> [THE TASK] Show each line in the data below that contains the word "roof", copied in full.
* * *
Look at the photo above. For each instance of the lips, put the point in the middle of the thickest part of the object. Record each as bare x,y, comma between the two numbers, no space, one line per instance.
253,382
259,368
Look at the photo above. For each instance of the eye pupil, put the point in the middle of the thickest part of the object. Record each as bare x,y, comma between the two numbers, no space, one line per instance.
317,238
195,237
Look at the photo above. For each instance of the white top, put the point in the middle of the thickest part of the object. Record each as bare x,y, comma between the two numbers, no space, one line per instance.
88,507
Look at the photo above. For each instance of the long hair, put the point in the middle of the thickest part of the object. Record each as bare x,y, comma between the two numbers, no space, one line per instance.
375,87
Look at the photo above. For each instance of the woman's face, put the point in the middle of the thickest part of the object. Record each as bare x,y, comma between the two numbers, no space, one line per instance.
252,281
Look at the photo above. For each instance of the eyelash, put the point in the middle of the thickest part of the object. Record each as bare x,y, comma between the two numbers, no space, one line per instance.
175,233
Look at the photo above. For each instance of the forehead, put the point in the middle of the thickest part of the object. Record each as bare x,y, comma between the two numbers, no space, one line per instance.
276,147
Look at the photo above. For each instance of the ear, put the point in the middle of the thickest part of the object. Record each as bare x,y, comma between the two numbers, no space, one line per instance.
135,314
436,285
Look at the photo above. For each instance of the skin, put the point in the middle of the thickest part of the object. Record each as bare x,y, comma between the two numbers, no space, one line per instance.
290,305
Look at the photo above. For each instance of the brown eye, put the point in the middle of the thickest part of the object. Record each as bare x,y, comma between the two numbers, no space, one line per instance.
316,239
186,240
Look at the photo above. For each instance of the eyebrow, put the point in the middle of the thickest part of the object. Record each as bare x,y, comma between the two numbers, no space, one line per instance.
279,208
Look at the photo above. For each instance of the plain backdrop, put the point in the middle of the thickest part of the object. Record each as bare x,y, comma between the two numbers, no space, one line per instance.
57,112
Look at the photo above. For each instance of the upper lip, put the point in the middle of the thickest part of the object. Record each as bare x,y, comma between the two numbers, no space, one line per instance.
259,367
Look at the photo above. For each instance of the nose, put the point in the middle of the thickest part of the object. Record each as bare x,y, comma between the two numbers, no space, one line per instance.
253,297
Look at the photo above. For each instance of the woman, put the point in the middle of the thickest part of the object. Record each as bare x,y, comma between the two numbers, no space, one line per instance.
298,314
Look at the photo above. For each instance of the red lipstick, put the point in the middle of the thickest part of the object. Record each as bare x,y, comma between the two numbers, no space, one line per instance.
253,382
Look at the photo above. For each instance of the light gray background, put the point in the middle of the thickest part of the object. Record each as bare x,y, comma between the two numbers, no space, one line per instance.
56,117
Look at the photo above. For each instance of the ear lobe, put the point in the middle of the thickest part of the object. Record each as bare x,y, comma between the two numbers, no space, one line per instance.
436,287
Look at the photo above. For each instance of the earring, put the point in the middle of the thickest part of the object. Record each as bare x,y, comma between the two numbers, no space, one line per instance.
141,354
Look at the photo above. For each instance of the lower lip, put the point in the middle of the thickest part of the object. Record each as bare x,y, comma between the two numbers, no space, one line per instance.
* * *
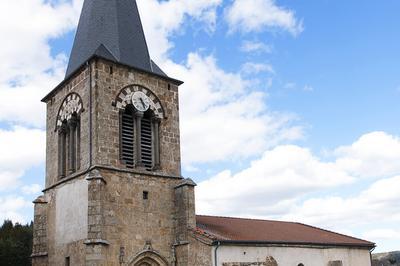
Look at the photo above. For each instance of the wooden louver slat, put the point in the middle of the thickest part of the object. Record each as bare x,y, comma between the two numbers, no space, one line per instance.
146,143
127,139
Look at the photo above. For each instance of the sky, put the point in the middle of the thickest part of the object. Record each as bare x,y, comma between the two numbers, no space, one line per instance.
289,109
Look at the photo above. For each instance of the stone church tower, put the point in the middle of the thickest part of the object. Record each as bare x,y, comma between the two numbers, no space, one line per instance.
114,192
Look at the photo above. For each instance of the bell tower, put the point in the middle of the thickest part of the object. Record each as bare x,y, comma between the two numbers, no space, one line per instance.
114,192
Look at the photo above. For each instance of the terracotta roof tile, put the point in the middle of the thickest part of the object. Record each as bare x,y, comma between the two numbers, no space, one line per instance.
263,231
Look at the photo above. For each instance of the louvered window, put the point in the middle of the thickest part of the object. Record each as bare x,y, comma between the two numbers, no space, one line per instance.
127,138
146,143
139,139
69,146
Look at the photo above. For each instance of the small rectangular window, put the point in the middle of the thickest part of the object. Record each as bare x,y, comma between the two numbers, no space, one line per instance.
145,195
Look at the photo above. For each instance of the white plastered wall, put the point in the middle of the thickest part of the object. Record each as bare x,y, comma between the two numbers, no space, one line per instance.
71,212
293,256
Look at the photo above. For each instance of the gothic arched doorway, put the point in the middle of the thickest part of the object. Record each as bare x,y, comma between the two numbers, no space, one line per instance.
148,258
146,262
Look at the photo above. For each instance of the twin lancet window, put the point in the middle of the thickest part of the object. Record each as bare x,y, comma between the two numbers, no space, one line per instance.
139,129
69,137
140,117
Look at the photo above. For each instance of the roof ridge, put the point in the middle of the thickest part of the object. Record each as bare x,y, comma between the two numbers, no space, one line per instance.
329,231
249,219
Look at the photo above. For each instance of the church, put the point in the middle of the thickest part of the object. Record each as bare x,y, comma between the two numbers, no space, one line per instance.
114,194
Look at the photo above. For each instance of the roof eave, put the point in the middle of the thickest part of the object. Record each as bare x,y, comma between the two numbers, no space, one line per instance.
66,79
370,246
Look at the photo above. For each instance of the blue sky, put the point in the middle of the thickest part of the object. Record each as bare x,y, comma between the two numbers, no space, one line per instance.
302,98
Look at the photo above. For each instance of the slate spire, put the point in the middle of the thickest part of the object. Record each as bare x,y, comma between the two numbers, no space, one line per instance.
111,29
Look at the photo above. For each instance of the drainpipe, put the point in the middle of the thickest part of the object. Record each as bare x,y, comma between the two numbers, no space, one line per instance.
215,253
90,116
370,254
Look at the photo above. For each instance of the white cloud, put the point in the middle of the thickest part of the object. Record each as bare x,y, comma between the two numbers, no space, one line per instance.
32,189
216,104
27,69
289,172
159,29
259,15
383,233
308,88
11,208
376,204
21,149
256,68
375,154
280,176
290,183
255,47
* * *
> [RESPONSE FOR THIS EXERCISE]
Look at the photo above. For each instance of the terracotta roof tile, put the point in the middle of the thickest part of the object. Record each as bare x,y, comma between the two numbers, no space, one line per instance.
Look at the photo above. For each instance of the roof ridge, put the point in the middle of the thickest part of the object. Record each as bare x,y, comma between the two numbers, no space, one line per instance.
Look at the photo above. For each instance of the roof eave, put the point in the middle of the thickest part of the object. Record each as bare x,y, comma between the two numbers, no space, one line per instance.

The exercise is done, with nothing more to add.